READING PASSAGE:
__________

Programme Management – Skills and Resourcing

The set of knowledge and experience, which we call skills, required within a software engineering team to successfully execute a software development programme is quite significant. These skills are commonly gathered together in specific subsets to form what we largely all understand as particular roles and have some relationship to software process steps. Depending on the make-up of the team, size of the project and its organisation, individual people may have jobs whose descriptions consist of a number of these roles.

Skills are commonly defined in terms of a practitioners experience and knowledge level and range from the novice to expert, usually with a number of levels defined in between that often relate to the ability of a practitioner to e.g. work with supervision, work on small tasks unsupervised, work on larger tasks, to lead tasks or supervise others etc.

The assignment of skills and roles has been addressed by published frameworks, explicitly in SFIA (Skills Framework for the Information Age) a collaboration between IET and BCS, or implied in IEEE’s SWEBoK. The SFIA definition is generally aimed more at the IT Industry (and has been adopted by IEEE for use in its ITBoK), whereas SWEBoK majors on software engineering.

Professional institutions and professional registration bodies around the world require not only a number of these skills to be amply demonstrated or evidenced, but also a number of behavioural, ethical and moral attributes (such as committing to continue learning) that make up a rounded engineer.

But, irrespective of the particular subset groupings or competence levels of defined standards, skills frameworks can help us select teams, organise projects and assign roles to meet process requirements. Different industries and regulatory bodies may require independence in certain roles, or of individuals within a project to mitigate common-mode failures of say design and test interpretations of a requirement.

The fact that common skills re-appear in many roles gives us indicators of growth (either in expertise level within a skill, or addition of another skill) and therefore potential for role or even job migration, allowing planning managers to both take on ‘stretch’ capabilities and provide sufficient expertise to mentor such individuals. The overall capacity and capability of a team can be estimated through assessment of its level of skill in assuming the required roles and used to calibrate the programme duration and costs, risks or contingency requirements (e.g. as a CoCoMo factor).

__________

WHAT IS EXPECTED: Retype everything in the text on software team skills and resourcing from "Skills are commonly defined" down to "supervise others etc.", keeping every word and mark the same.

__________

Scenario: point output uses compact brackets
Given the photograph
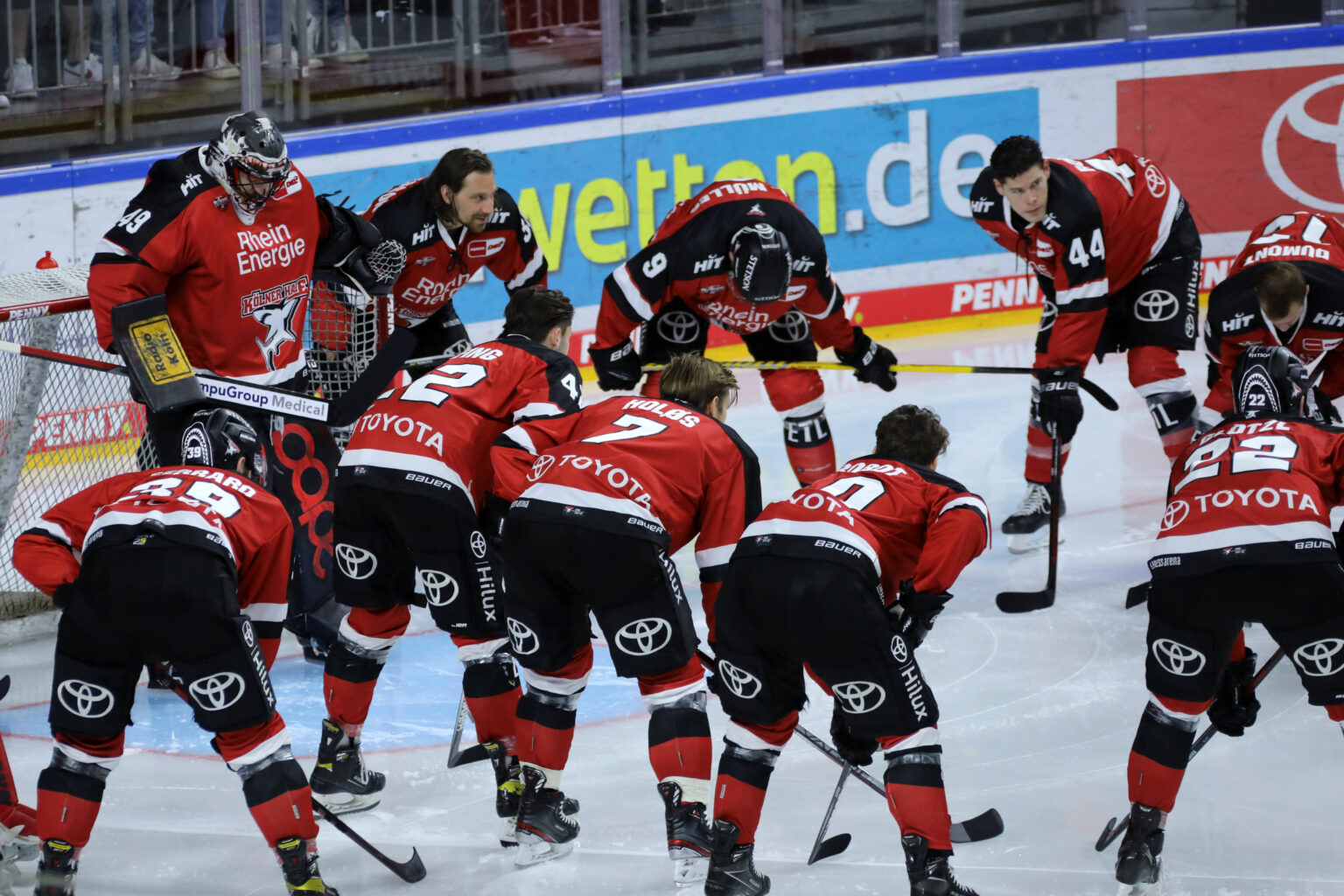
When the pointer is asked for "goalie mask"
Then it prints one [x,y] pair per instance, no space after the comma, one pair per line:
[760,263]
[1269,379]
[248,160]
[220,437]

__________

FINAL ANSWER:
Skills are commonly defined in terms of a practitioners experience and knowledge level and range from the novice to expert, usually with a number of levels defined in between that often relate to the ability of a practitioner to e.g. work with supervision, work on small tasks unsupervised, work on larger tasks, to lead tasks or supervise others etc.